Write out all of the data exactly as it appears.

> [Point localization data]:
======
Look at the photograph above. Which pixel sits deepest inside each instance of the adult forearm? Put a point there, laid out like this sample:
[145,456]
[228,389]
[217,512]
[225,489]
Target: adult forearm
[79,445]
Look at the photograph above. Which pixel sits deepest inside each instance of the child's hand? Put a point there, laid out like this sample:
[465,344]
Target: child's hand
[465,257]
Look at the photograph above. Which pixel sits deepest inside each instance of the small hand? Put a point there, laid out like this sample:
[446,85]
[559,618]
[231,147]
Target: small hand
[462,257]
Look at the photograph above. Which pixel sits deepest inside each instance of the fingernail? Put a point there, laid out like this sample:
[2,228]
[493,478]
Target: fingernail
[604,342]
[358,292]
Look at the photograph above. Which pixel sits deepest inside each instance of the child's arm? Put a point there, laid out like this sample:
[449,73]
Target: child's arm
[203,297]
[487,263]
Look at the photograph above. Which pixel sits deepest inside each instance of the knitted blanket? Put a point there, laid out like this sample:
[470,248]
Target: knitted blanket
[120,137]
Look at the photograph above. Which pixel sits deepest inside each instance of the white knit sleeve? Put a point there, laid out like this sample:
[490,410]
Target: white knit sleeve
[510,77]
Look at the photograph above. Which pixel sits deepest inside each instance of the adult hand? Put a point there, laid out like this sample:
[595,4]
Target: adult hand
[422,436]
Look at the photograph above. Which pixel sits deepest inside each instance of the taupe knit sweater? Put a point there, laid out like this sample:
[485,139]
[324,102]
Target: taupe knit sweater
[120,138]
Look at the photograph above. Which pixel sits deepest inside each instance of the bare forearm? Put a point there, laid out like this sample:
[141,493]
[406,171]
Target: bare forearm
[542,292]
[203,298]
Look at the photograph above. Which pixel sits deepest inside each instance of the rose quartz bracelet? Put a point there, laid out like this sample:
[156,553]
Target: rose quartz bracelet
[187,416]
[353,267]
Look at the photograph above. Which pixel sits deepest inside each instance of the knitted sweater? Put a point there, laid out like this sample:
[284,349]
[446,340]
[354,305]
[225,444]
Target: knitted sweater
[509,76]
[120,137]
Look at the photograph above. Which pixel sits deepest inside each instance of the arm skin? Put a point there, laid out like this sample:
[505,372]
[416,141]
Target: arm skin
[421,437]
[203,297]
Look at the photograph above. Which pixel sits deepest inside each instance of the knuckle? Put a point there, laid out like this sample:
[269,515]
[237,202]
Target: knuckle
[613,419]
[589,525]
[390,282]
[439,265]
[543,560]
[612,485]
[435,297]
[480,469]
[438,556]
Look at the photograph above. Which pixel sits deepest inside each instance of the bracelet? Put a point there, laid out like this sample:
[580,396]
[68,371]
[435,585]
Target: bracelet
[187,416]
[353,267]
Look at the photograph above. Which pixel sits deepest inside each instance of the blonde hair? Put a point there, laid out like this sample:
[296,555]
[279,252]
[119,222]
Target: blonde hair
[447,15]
======
> [EXERCISE OUTPUT]:
Look at the photograph above. Which pixel sits deepest inside each instance of the adult forearm? Put a point there, laid out like this sample:
[145,456]
[228,389]
[217,512]
[225,489]
Target: adult forearm
[79,445]
Look at the photograph above. Which pixel sits deepest inside each instance of the child's hand? Put a point there, laid out like this sample:
[465,344]
Target: child's hand
[465,257]
Look at the photograph above. Which pixel sits deepest inside each instance of the small hand? Put a point there, laid out like this sample:
[446,85]
[559,618]
[231,147]
Target: small hand
[462,257]
Look at the photograph above. Which pixel sits deepest inside each instance of the fingernail? Put a point there, laid out like this sample:
[2,228]
[493,478]
Target: fingernail
[604,342]
[358,292]
Look at the photograph above. Which pixel sits deepest inside each instance of the child's arm? Put a point there, laid out like this sample:
[449,73]
Target: child's arm
[203,297]
[487,263]
Look at the photograph above. Which pixel sits deepest inside each instance of the knitted blanket? Put a point there, laid out like this sample:
[470,248]
Target: knitted blanket
[120,137]
Look at the photograph above. Which pixel sits deepest inside each instance of the white knit sleeve? Put a point there, laid out like this sample:
[490,410]
Target: white knit sleeve
[510,77]
Look at the photograph above. Which pixel sits deepest inside each instance of the adult hand? Put a point there, laid out like this sample:
[595,4]
Target: adult hand
[422,436]
Look at the photograph above. Which pixel sits deepest inside each instance of the taupe knit sweater? Put a point there, laid out like this sample:
[485,139]
[324,102]
Target: taupe knit sweater
[120,138]
Look at the photograph above. Which pixel sits deepest inside each instance of the bare forearm? Put a point there, laid out like this sample:
[141,493]
[406,171]
Target: bare forearm
[542,292]
[203,298]
Look at the photograph above. Which pixel sits deepest inside each instance of the rose quartz bracelet? Put a point there, laid out like this sample:
[156,553]
Target: rose quartz bracelet
[187,416]
[353,267]
Look at the photograph above. Which pixel sits deepest inside each instance of the knitted sweater? Put a point there, laid out like this sample:
[284,349]
[446,340]
[354,305]
[225,444]
Target: knitted sweater
[509,76]
[120,137]
Look at the photograph above. Which pixel sits deepest inside each instance of the arm skin? Put a point there, laid out like this sample:
[505,372]
[416,141]
Target: arm skin
[421,437]
[203,297]
Look at the photograph above. Which pixel sits deepest inside each instance of the knuckle? Put a point there, laid out like this sample:
[269,515]
[237,202]
Target: knuckle
[613,419]
[589,525]
[390,282]
[439,265]
[543,560]
[612,485]
[435,297]
[480,469]
[438,556]
Look at the photograph above. Which pixel sits deepest inside each instance of the bracelet? Put a point there, laid out like this sample:
[580,396]
[68,371]
[435,585]
Target: bracelet
[187,416]
[353,267]
Look at the photograph above. Which pixel sits deepest inside each instance of the blonde hair? Put a point there, laid out like this sample:
[296,555]
[279,252]
[119,222]
Target: blonde hair
[447,15]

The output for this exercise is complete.